YOUR TASK — Look at each line of the records and count those with "target" in them. Please answer with the count alone.

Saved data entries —

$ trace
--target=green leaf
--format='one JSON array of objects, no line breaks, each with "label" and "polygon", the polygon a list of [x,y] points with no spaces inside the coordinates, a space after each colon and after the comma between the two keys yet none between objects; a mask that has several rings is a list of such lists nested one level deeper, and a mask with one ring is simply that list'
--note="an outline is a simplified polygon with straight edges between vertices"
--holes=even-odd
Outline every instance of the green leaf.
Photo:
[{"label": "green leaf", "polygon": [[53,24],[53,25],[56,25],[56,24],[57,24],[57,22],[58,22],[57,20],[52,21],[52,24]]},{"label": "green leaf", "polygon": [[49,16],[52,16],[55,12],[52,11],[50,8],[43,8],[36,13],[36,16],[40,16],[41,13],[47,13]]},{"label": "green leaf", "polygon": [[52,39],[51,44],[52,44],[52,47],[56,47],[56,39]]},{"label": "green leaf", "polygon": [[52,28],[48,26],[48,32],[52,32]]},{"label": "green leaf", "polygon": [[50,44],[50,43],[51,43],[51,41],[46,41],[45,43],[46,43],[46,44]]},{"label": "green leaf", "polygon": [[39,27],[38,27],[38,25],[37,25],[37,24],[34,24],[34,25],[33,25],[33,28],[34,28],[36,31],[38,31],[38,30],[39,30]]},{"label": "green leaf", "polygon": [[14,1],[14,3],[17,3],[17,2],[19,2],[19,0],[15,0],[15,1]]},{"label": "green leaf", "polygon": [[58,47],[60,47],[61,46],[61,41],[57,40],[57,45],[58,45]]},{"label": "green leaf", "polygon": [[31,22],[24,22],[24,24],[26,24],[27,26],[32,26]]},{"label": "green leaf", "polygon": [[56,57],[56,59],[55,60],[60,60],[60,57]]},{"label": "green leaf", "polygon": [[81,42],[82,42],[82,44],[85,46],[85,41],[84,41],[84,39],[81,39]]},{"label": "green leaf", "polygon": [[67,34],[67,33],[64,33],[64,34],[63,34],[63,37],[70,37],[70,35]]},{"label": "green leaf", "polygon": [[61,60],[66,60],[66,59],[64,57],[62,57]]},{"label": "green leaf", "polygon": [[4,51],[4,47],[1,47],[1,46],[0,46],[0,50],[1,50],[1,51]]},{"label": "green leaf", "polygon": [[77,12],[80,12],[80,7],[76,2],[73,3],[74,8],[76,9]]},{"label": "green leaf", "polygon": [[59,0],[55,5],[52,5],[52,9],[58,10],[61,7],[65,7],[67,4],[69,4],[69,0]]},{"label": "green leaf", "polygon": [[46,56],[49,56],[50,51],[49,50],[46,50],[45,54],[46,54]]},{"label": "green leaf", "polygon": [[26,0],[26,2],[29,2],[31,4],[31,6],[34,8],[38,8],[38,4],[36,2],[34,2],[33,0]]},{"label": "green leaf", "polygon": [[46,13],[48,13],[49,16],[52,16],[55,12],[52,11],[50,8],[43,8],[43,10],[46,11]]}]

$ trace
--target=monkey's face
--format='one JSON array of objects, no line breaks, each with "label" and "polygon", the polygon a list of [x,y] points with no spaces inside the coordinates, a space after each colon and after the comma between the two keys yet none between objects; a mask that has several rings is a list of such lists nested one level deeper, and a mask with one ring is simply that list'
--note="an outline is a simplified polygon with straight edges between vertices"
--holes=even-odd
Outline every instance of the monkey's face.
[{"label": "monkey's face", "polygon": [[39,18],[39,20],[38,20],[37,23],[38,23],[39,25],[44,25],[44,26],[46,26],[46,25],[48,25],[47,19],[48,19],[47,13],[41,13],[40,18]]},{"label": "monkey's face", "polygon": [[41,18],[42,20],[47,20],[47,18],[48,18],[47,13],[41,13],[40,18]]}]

...

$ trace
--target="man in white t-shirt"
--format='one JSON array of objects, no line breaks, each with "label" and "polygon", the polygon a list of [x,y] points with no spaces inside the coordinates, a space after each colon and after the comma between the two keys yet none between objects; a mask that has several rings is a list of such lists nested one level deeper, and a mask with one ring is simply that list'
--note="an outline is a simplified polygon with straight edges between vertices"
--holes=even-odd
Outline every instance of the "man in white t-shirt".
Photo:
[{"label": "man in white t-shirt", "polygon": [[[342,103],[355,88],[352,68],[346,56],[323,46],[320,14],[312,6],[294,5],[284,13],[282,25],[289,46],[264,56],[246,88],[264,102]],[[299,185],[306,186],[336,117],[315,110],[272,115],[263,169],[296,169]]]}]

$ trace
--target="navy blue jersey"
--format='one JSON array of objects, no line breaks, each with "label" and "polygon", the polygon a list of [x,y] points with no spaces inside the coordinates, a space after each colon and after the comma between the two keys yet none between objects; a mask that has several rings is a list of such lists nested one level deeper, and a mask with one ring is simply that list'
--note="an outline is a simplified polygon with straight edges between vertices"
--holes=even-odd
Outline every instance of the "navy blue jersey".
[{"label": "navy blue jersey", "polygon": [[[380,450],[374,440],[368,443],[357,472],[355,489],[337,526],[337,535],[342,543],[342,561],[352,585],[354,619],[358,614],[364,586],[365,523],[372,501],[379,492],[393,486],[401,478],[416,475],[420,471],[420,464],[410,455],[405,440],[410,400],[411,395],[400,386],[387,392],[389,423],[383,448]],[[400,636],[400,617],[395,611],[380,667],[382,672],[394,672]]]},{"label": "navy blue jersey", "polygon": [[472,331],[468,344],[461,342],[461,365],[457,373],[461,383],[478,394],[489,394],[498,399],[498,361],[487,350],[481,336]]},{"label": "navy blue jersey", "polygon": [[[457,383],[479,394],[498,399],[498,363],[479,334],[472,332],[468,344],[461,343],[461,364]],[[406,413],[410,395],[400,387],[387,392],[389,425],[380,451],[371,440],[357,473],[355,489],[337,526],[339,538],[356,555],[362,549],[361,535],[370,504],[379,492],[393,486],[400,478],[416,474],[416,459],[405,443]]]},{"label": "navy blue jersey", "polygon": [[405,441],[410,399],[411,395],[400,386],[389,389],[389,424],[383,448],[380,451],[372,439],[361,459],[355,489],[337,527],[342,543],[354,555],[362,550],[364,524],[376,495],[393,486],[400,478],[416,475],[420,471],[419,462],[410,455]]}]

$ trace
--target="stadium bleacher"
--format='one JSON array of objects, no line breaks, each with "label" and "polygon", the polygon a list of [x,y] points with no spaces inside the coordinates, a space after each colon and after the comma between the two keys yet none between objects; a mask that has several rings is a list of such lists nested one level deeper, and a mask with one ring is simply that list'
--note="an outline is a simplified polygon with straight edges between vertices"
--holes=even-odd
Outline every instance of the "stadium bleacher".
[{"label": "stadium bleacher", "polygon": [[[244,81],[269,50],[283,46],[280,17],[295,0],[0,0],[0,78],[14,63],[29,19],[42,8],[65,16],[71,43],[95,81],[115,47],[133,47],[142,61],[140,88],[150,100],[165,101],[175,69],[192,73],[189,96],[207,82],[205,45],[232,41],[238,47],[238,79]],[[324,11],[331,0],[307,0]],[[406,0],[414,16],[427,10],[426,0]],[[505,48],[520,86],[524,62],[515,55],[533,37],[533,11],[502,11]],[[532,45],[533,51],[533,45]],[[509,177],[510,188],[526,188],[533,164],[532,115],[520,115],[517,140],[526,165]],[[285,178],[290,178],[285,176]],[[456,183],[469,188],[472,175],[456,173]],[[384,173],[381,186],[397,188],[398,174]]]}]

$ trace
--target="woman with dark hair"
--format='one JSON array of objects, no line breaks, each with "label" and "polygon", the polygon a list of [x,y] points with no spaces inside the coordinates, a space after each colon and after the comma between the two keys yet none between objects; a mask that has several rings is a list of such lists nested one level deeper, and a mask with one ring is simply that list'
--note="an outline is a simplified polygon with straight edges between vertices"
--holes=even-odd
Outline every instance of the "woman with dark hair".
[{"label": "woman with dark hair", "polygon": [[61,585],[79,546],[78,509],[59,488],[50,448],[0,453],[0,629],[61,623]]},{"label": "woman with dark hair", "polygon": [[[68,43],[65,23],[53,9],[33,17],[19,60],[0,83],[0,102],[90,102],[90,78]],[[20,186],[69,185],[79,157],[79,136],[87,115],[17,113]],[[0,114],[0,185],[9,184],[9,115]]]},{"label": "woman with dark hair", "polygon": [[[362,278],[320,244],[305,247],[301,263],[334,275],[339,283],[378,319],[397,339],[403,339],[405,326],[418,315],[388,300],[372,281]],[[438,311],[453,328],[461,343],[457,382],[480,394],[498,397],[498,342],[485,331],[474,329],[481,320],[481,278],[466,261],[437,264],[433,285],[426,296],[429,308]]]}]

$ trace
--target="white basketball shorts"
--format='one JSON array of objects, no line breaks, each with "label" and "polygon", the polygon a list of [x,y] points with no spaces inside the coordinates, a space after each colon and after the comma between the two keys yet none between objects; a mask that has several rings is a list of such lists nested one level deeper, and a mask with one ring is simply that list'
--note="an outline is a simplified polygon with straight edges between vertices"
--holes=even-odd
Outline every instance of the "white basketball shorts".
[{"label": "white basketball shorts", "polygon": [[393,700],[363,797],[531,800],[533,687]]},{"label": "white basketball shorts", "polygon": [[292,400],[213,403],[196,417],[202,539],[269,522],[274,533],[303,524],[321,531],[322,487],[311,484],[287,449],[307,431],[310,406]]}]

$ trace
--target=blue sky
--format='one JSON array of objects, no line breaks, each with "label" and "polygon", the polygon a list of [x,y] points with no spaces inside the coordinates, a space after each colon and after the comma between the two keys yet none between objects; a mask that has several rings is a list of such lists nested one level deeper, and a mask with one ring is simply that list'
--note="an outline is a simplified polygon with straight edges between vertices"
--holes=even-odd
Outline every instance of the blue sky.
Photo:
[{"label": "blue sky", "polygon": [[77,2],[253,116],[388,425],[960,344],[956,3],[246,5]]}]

YOUR SOLUTION — 8